** Begin Data for the task **

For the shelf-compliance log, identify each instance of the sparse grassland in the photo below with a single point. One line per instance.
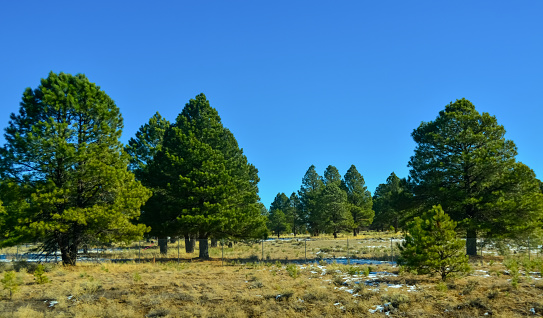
(271, 289)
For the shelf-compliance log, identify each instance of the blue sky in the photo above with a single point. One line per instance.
(297, 82)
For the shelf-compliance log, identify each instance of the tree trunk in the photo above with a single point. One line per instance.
(471, 242)
(189, 244)
(204, 248)
(68, 253)
(163, 245)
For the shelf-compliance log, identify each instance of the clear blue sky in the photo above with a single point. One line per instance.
(297, 82)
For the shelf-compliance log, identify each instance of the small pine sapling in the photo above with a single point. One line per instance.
(39, 275)
(10, 282)
(431, 246)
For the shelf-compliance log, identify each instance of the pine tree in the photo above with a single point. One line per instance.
(280, 202)
(336, 215)
(203, 180)
(142, 149)
(277, 222)
(309, 193)
(64, 163)
(358, 198)
(392, 203)
(331, 175)
(431, 245)
(463, 161)
(295, 214)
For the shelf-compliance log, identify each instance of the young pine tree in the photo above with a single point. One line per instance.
(431, 245)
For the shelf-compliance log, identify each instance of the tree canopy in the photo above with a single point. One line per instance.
(392, 203)
(203, 179)
(463, 162)
(431, 246)
(358, 198)
(63, 169)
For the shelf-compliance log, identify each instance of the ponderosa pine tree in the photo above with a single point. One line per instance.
(142, 149)
(277, 222)
(358, 198)
(331, 175)
(431, 246)
(280, 202)
(463, 162)
(64, 160)
(295, 214)
(336, 214)
(206, 186)
(392, 203)
(309, 194)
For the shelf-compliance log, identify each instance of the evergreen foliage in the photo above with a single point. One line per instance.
(431, 245)
(336, 214)
(463, 161)
(309, 193)
(358, 198)
(143, 147)
(203, 181)
(277, 222)
(295, 215)
(63, 170)
(331, 175)
(392, 203)
(142, 150)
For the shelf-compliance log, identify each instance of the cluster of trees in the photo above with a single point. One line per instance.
(327, 204)
(463, 163)
(67, 181)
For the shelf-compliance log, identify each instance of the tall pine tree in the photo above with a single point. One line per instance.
(312, 186)
(358, 198)
(463, 162)
(142, 149)
(204, 180)
(64, 161)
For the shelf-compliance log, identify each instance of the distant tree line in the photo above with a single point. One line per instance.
(327, 204)
(67, 181)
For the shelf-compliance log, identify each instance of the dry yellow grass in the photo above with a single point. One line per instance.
(207, 289)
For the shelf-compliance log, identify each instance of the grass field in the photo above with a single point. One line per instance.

** End Data for the task **

Problem statement: Output each line of the rows above as a JSON list of strings, one string per line, with blank lines omitted. Leave the pictures out.

Answer for this exercise:
[
  "For the shelf-compliance log, identify each instance of the sparse grassland in the photo below with a single point. One line per instance.",
  "(271, 289)",
  "For the shelf-compliance log, identify each instance of the blue sky in the photo above with a single point. One line per instance.",
  "(297, 82)",
  "For the shelf-compliance log, identify each instance of the tree trunk in the photo above with a single point. One line per instance.",
  "(471, 242)",
  "(189, 244)",
  "(204, 248)",
  "(68, 253)",
  "(163, 245)",
  "For the shelf-compliance log, identify each instance of the clear blue sky in the photo above with a single point. One line per instance.",
  "(297, 82)",
  "For the shelf-compliance log, identify each instance of the small pine sapling in the photo above with a single point. One line per instance.",
  "(39, 275)",
  "(10, 282)",
  "(431, 246)",
  "For the shelf-compliance log, identify each instance of the pine tree in the photo above with a single point. One line per instance.",
  "(280, 202)",
  "(336, 215)",
  "(203, 180)",
  "(142, 149)",
  "(277, 222)",
  "(309, 193)",
  "(64, 163)",
  "(358, 198)",
  "(392, 203)",
  "(331, 175)",
  "(431, 245)",
  "(463, 161)",
  "(295, 214)",
  "For the shelf-compliance log, identify each instance of the young pine tree in the photo above with a single point. One line per instance.",
  "(431, 245)",
  "For the shelf-compliance log, identify each instance of the tree canopy in the photo above with a single point. One line per instance.",
  "(392, 203)",
  "(203, 179)",
  "(463, 162)",
  "(431, 246)",
  "(358, 198)",
  "(63, 169)",
  "For the shelf-compliance log, identify each instance of the ponderosa pine tree in the photo above with a single point. One line per instance.",
  "(142, 149)",
  "(277, 222)",
  "(358, 198)",
  "(331, 175)",
  "(431, 246)",
  "(280, 202)",
  "(463, 162)",
  "(64, 160)",
  "(295, 214)",
  "(336, 214)",
  "(206, 186)",
  "(392, 203)",
  "(309, 194)",
  "For the shelf-compliance log, identify each instance of the evergreen foliage in the photo above with a single point. One line per instance.",
  "(431, 245)",
  "(336, 214)",
  "(463, 161)",
  "(309, 193)",
  "(358, 198)",
  "(143, 147)",
  "(203, 181)",
  "(277, 222)",
  "(295, 215)",
  "(63, 170)",
  "(331, 175)",
  "(392, 203)",
  "(142, 150)",
  "For the shelf-compliance log, identify each instance of the cluster of trees in the photo above with a single point. One line per instance.",
  "(327, 204)",
  "(463, 163)",
  "(67, 181)",
  "For the shelf-compliance log, identify each instance of the tall pine tree in the photo above with a single point. One line per instance.",
  "(312, 186)",
  "(358, 198)",
  "(463, 162)",
  "(142, 149)",
  "(204, 180)",
  "(64, 161)",
  "For the shelf-compliance log, identify each instance of the distant tree line in the photo above with a single point. One line per instance.",
  "(327, 204)",
  "(67, 181)",
  "For the shelf-compliance log, identify each instance of the dry yellow grass in the photo above with a single point. One line per instance.",
  "(207, 289)",
  "For the shelf-compliance log, identify each instance of the grass field in the photo above with a single point. One line per instance."
]